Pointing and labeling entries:
-- start --
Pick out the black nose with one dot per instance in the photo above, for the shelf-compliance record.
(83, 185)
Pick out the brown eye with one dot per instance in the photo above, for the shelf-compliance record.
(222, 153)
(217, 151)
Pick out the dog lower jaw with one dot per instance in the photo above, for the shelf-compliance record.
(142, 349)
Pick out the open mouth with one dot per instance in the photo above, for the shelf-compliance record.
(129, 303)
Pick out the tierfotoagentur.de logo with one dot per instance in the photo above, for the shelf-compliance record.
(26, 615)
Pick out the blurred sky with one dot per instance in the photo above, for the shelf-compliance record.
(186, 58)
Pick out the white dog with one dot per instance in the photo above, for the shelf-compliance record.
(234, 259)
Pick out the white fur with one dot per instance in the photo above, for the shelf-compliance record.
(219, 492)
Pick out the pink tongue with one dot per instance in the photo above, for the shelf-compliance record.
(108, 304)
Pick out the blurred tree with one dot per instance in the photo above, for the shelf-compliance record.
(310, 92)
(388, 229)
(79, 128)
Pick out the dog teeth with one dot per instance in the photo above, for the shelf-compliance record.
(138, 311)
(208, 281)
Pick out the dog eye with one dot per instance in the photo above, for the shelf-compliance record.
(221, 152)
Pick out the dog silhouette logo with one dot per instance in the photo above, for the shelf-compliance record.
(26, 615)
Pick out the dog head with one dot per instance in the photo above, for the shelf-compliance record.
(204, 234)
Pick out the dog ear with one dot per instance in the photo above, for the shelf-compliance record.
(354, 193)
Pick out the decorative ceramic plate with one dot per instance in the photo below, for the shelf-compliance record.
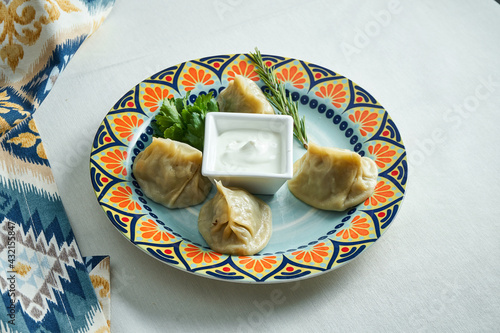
(306, 241)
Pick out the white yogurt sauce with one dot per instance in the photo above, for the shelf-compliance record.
(248, 150)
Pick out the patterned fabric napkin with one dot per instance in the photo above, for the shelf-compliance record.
(44, 282)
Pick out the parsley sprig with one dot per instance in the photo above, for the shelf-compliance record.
(278, 98)
(177, 120)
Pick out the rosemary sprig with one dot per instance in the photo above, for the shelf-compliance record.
(277, 97)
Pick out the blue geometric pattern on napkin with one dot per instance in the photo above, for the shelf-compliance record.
(44, 282)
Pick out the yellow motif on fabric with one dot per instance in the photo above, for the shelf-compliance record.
(5, 107)
(28, 140)
(20, 29)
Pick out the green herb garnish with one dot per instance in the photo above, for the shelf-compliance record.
(182, 122)
(278, 98)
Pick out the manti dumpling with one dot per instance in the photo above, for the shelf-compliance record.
(243, 95)
(169, 172)
(235, 222)
(332, 178)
-- end --
**Instructions to follow**
Recast the rows as a Markdown table with the columns No. and Text, starting at the line containing "Pick out the patterned" and ending at the final line of the rows. Number each line in order and omit blank lines.

**Answer in full**
| No. | Text |
|---|---|
| 1 | Pick out the patterned fabric napkin with one dot per instance in the photo above, for the shelf-compliance record. |
| 2 | (44, 282) |
| 3 | Pick out the parsley sprig with one dot per instance in the photo above, for the shelf-compliance record. |
| 4 | (278, 98) |
| 5 | (177, 120) |
| 6 | Pick out the rosemary sprig with one dot per instance in the photo above, for the shelf-compliance record. |
| 7 | (277, 97) |
| 8 | Pick out the blue geometric pattern on napkin with one dot per instance in the photo above, for the shelf-compliance record. |
| 9 | (44, 282) |
| 10 | Pick out the yellow motif on fabric with one dot per instance in the photo above, for the shelf-compliance record. |
| 11 | (5, 107) |
| 12 | (28, 140) |
| 13 | (20, 29) |
| 14 | Pick out the green herb garnish with one dot per instance in the photo above, for the shelf-compliance record. |
| 15 | (182, 122) |
| 16 | (278, 98) |
| 17 | Pick out the manti dumpling with one dot per instance in the photo above, for the shelf-compliance record. |
| 18 | (243, 95) |
| 19 | (169, 172) |
| 20 | (235, 222) |
| 21 | (332, 178) |